Activity -> Gather from the listing below each line that includes the word "popcorn", and copy it.

Material provided ->
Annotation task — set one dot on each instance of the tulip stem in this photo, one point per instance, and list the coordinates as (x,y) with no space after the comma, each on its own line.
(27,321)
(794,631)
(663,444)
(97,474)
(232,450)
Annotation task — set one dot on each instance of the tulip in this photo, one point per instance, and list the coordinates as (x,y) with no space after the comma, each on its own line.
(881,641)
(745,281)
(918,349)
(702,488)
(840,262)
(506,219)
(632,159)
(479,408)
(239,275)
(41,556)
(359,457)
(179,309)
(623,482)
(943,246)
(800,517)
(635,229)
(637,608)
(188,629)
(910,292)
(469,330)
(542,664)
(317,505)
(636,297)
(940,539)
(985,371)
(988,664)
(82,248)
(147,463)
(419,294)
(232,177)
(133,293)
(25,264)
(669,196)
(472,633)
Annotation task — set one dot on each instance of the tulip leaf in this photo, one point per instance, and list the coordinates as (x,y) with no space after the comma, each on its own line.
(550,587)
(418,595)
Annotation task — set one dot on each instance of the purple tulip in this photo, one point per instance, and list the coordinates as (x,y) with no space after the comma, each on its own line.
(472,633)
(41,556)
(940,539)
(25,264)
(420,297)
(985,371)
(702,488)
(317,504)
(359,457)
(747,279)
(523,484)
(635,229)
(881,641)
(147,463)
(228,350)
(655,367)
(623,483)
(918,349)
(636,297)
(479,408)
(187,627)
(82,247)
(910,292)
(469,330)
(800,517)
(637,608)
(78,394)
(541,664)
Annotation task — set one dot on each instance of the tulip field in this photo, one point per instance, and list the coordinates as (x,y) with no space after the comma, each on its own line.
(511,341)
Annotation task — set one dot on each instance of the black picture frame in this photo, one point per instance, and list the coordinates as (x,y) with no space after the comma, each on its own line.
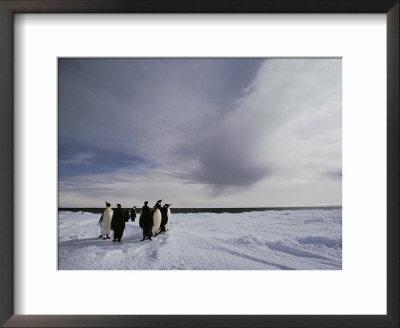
(10,7)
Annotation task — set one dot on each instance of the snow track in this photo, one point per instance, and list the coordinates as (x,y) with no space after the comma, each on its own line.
(269,240)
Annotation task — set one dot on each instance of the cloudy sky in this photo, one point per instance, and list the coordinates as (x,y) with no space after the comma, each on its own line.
(200,132)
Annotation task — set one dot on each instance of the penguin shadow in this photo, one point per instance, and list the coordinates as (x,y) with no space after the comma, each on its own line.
(86,242)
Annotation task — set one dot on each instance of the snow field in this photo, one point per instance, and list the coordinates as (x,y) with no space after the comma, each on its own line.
(267,240)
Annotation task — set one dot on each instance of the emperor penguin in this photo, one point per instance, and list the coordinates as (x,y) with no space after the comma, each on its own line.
(156,218)
(105,222)
(166,214)
(168,217)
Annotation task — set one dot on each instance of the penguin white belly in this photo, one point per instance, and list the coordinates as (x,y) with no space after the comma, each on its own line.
(106,222)
(169,218)
(156,221)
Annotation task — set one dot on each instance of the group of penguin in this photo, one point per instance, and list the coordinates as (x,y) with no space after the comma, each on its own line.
(152,221)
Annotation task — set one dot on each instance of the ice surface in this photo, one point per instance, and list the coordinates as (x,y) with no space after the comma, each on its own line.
(268,240)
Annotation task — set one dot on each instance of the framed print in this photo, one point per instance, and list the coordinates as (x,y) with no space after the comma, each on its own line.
(253,116)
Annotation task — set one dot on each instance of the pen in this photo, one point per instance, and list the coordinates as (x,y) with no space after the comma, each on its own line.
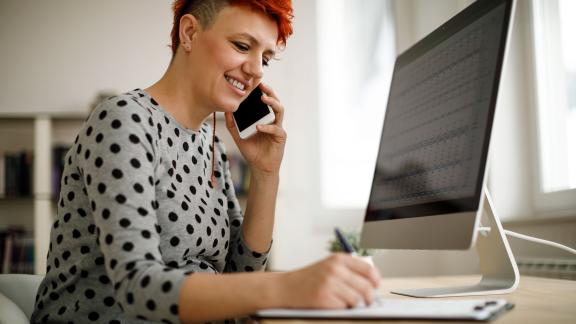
(348,248)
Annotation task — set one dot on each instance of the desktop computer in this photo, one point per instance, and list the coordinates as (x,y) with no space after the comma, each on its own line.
(428,190)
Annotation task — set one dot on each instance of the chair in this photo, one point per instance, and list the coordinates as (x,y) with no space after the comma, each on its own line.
(17,296)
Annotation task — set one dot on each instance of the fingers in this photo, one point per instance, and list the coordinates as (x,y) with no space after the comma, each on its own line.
(270,98)
(364,269)
(273,130)
(360,276)
(350,280)
(346,294)
(231,126)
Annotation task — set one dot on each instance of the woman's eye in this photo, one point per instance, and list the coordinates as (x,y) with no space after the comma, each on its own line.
(241,46)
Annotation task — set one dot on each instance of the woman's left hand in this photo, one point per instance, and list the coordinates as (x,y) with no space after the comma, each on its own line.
(264,150)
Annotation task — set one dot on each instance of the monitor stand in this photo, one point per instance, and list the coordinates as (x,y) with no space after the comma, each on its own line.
(497,265)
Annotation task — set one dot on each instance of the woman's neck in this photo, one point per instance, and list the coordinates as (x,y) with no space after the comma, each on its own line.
(176,95)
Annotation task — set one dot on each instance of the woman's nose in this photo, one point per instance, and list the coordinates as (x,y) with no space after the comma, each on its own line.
(253,66)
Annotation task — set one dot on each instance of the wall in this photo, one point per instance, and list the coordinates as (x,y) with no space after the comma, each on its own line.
(57,54)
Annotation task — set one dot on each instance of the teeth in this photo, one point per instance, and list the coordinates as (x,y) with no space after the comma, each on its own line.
(235,83)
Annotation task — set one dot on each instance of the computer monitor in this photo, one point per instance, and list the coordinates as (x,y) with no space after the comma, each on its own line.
(428,189)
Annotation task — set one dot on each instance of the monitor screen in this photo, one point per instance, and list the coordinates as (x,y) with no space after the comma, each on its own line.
(437,126)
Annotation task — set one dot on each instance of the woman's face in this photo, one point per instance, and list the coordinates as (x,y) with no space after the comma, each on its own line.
(228,58)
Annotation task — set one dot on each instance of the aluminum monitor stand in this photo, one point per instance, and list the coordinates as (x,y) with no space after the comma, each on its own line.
(497,265)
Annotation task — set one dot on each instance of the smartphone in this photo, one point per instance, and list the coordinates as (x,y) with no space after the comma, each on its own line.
(251,112)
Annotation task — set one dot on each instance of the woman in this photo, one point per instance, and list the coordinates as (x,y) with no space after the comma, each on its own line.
(147,216)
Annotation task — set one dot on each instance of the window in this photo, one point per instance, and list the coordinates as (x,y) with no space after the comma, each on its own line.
(356,57)
(553,28)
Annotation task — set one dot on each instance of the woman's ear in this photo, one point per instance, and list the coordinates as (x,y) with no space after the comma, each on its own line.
(189,28)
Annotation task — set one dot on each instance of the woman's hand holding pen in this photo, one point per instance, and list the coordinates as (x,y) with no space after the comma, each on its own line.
(264,150)
(339,281)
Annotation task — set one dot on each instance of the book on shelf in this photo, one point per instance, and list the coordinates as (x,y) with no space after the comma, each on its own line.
(18,174)
(16,251)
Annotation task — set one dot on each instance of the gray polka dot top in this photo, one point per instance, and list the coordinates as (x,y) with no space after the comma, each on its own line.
(137,213)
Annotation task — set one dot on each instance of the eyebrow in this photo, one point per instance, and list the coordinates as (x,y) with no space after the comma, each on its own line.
(255,41)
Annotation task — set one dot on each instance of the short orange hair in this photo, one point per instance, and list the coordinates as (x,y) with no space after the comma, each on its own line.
(206,10)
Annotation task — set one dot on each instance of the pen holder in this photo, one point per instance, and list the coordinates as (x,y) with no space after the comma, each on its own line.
(354,239)
(367,259)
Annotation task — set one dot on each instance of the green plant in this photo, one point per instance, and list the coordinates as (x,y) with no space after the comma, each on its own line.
(354,239)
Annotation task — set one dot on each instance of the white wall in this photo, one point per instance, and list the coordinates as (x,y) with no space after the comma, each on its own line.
(55,55)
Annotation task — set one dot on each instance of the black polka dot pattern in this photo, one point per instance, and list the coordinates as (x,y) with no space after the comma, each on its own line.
(138,213)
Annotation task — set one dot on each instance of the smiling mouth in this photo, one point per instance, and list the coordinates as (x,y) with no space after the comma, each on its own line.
(235,83)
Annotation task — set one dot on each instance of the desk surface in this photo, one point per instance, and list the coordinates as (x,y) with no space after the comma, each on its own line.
(537,300)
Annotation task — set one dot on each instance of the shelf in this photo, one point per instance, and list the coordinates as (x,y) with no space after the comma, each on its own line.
(80,116)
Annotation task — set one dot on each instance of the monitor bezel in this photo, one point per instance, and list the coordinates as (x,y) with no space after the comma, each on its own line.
(451,223)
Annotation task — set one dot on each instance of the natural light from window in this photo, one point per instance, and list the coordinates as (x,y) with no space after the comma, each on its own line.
(553,30)
(356,56)
(567,10)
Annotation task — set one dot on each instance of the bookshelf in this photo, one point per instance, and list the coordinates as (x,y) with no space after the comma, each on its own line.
(31,211)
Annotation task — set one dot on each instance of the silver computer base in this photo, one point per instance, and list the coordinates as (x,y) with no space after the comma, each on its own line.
(497,265)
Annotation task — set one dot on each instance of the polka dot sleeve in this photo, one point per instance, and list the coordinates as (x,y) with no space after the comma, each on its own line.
(240,256)
(118,169)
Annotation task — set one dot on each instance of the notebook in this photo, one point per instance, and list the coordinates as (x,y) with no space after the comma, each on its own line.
(419,309)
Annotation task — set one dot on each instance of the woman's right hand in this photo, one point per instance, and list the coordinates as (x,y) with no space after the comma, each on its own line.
(339,281)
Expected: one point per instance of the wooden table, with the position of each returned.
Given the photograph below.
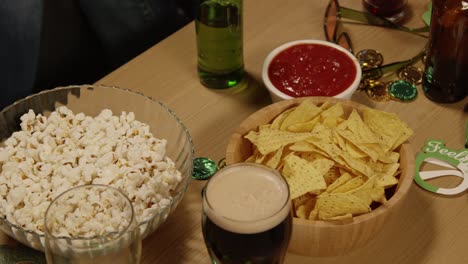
(429, 229)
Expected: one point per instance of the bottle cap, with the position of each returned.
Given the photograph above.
(203, 168)
(377, 91)
(411, 74)
(369, 58)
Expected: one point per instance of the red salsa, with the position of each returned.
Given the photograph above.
(311, 70)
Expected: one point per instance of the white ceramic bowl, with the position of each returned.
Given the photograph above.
(277, 95)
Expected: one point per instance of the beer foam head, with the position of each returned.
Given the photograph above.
(247, 198)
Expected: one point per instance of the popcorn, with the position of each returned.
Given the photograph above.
(53, 154)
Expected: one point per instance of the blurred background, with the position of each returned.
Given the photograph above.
(49, 43)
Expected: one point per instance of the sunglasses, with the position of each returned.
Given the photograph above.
(333, 28)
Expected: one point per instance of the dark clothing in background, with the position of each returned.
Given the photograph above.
(48, 43)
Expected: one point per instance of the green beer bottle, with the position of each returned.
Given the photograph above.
(218, 25)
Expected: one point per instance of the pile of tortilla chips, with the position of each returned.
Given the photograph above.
(336, 165)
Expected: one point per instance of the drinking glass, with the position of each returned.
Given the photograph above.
(92, 224)
(246, 215)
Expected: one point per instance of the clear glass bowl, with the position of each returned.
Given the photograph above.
(91, 100)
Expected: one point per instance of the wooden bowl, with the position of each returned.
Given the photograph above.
(321, 238)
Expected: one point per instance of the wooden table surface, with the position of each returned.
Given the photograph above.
(430, 228)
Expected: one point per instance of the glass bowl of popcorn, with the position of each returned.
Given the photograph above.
(90, 134)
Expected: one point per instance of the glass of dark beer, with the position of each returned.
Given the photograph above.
(246, 215)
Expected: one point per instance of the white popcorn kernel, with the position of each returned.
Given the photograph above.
(55, 153)
(16, 196)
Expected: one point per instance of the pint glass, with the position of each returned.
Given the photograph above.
(246, 215)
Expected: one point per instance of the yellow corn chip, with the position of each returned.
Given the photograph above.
(276, 123)
(269, 140)
(339, 182)
(335, 111)
(391, 130)
(306, 111)
(332, 175)
(387, 177)
(274, 161)
(313, 215)
(304, 209)
(304, 176)
(369, 192)
(304, 127)
(351, 184)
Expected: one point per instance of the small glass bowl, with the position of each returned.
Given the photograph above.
(91, 100)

Response area ->
Expected: one point per instance of the popcorn, with the position of each returned.
Expected: one point per instance of the glass bowl of popcorn, with the position of each returned.
Expected: one point per instance of the white popcorn kernel, with the position of each returned.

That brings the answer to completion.